» EXERCISE DATA
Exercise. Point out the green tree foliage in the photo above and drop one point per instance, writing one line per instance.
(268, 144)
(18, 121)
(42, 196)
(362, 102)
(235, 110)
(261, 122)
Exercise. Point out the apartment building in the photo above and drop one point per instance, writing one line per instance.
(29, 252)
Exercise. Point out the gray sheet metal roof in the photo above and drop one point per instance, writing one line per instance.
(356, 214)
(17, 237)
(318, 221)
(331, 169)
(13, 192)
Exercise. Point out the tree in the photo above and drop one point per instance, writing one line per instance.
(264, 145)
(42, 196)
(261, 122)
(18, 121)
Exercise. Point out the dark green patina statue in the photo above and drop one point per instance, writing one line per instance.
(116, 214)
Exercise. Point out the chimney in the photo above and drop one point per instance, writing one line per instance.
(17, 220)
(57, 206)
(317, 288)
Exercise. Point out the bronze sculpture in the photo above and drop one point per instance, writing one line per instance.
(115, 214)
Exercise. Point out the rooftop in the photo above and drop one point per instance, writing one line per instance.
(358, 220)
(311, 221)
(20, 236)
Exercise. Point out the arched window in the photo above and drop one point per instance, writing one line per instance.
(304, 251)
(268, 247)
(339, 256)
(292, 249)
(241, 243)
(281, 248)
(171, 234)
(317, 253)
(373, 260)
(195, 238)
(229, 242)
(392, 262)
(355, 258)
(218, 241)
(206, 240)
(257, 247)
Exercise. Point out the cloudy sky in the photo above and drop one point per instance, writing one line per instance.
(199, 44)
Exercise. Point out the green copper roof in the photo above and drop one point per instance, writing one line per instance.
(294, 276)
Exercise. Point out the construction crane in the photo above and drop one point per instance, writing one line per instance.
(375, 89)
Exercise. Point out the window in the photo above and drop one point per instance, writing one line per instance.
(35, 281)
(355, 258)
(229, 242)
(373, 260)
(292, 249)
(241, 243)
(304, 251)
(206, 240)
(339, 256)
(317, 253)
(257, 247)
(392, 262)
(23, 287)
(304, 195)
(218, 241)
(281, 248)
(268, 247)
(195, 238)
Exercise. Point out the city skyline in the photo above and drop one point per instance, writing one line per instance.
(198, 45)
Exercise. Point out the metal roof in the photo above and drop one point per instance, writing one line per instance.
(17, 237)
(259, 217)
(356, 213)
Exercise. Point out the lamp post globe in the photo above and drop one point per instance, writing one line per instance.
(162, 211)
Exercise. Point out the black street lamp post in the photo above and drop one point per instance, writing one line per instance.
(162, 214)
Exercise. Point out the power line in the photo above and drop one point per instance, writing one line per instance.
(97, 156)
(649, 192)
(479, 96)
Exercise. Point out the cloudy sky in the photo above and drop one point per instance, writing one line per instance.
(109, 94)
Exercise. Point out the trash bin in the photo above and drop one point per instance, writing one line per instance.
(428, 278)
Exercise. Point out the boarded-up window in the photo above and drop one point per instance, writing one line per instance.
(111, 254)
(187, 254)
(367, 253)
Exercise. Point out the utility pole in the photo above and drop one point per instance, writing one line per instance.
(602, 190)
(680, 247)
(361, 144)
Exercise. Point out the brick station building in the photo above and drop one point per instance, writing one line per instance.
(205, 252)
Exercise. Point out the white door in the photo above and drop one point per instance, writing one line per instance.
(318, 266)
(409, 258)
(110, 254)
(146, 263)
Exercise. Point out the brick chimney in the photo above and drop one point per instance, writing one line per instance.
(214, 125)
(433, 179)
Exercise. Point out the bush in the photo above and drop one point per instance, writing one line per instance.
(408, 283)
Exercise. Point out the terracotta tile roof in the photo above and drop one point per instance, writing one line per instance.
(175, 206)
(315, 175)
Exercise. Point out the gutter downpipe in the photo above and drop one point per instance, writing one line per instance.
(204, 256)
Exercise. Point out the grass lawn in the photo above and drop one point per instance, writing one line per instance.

» WRITTEN EXERCISE
Repeat the lines from the one containing "Exercise. Point out the utility" through the end of the listing, exactly and without any other lines; both ends are included.

» OUTPUT
Exercise. Point out the utility pole in the photo above and drop one point per instance, writing one line per instance.
(602, 190)
(680, 247)
(361, 144)
Exercise. Point out the brick station building in the photo above and drop one point per instance, writing one line per instance.
(205, 252)
Exercise. Point out the white door in the photo above and drop one point per instance, writing one line per instance.
(318, 266)
(409, 258)
(110, 254)
(146, 263)
Exercise. Point out the brick chimney in the photo above and drop one point per instance, writing one line per instance.
(214, 125)
(433, 179)
Exercise. Point out the bush in the photo above and drop one point per instance, writing one line per instance.
(408, 283)
Exercise. Point out the terracotta tile roof in the photo above and drop one point per instance, writing one line per instance.
(175, 206)
(315, 175)
Exercise. Point out the gutter downpipe in the photo above and drop one point per instance, writing one line per instance.
(204, 256)
Exercise. Point out the grass lawn in the photo above and drop one point per instance, writing one line per instance.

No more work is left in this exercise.